Swap every "Examine" for "Inspect" in all of the records below, keeping everything else unchanged.

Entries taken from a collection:
=======
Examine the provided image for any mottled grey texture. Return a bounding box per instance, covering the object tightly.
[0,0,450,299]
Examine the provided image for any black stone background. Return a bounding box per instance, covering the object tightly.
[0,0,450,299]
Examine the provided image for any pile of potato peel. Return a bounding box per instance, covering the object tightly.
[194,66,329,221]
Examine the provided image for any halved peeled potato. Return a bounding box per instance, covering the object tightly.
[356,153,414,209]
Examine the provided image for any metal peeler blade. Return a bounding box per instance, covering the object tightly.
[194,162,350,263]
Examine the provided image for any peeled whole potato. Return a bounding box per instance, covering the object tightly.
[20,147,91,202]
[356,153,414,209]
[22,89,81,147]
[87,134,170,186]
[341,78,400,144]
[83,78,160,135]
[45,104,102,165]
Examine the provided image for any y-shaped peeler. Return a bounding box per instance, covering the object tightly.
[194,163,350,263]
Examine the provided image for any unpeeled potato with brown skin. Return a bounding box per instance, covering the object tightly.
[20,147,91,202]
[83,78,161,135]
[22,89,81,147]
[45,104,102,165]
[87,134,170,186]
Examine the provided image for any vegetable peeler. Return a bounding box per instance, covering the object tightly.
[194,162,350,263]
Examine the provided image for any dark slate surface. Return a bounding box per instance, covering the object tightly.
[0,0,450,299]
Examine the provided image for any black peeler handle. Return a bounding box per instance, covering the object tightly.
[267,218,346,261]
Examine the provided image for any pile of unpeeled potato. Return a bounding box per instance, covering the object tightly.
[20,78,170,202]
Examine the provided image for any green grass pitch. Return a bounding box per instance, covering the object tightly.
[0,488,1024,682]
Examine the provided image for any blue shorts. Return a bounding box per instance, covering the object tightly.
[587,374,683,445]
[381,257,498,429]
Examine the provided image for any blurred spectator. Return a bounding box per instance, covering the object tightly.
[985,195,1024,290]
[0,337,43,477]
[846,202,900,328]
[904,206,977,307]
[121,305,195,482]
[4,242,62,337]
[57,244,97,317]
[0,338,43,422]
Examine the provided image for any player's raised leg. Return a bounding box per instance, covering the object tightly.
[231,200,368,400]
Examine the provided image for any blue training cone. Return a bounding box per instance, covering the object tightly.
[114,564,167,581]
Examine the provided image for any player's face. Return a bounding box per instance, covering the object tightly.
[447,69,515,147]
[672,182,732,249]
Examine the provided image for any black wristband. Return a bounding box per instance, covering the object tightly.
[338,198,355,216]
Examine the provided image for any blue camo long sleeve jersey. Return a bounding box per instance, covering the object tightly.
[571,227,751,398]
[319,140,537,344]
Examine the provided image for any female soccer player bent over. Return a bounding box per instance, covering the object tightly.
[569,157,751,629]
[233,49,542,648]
=======
◆ Correct output:
Inspect the provided image for any mottled grey texture. Return a bounding box per instance, covering the object tightly.
[0,0,450,299]
Inspect the provided image for any black stone background. Return a bounding box per instance, covering the object tightly.
[0,0,450,299]
Inspect the provided image for any pile of potato peel. Return a bounding box per instance, covering the object tightly.
[194,66,329,221]
Inspect the provided image for any halved peeled potato. Return a bounding box per instance, covering the object tightly.
[356,153,414,209]
Inspect the provided image for any metal peeler blade. Return a bounding box per instance, covering the object tightly.
[194,162,350,263]
Inspect the provided image for any peeled whole potato. Return a bounding box per instance, covering the object tightly.
[20,147,91,202]
[356,153,414,209]
[22,89,81,147]
[87,134,170,186]
[341,78,400,144]
[83,78,160,135]
[45,104,102,165]
Inspect the provided image for any y-shaped peeler. Return a bounding box per instance, covering the object tightly.
[194,163,350,263]
Inspect the provided image for any unpeeled potato with brown skin. Return a bounding box per instance, covering the object tightly.
[20,147,91,202]
[83,78,161,135]
[22,89,81,147]
[45,104,102,165]
[87,134,170,186]
Inspect the provided image for any vegetable peeler. Return a bounding box per instance, covering the object tightly.
[194,162,350,263]
Inspect the provided image for any dark slate surface. Return a bounding box per instance, covering the object tightly.
[0,0,450,299]
Inspect the provided image for any black peeler handle. Return a bounding box per instance, covering the object tightly.
[267,218,346,261]
Inspect the provided image for any pile of unpeeled potato. Return a bounding box per instance, covering the object tightly.
[20,78,170,202]
Inspect the provided image for any green grass pitch. Return a bounding box per instance, covering the object tightly.
[0,488,1024,682]
Inspect the provided image for any blue shorts. Return a bounding box per instance, covering the object tightly.
[587,374,683,445]
[381,257,498,429]
Inspect the provided image for any blurred spectator. Return a bounding box per instance, covering the object tightly.
[985,195,1024,290]
[0,337,43,477]
[846,202,900,328]
[904,206,977,307]
[121,305,195,482]
[4,242,62,337]
[57,244,97,317]
[0,338,43,422]
Inspect the provided image for any player's raised leg. Return a bounding box per instance, covering the object tightly.
[231,200,368,400]
Inspect the provided image for any blue training cone. Return a bounding box per instance, covering the object tightly.
[114,564,167,581]
Inspect the provided image for any player's face. Return a bounding box per instance, covering the object tightly.
[447,69,515,147]
[672,182,732,249]
Inspect the provided image for any black wristband. Return a bounding box per instance, covering the object tightly.
[338,198,355,216]
Inspect the provided image for any blue camo long sleeve jersey. Return a bounding box per instance, covering the object tightly.
[571,227,751,398]
[319,140,537,344]
Inspect the provided image for any female soccer player bent over. Return a bounding box per instance, covering the object tightly.
[569,157,751,629]
[233,49,542,648]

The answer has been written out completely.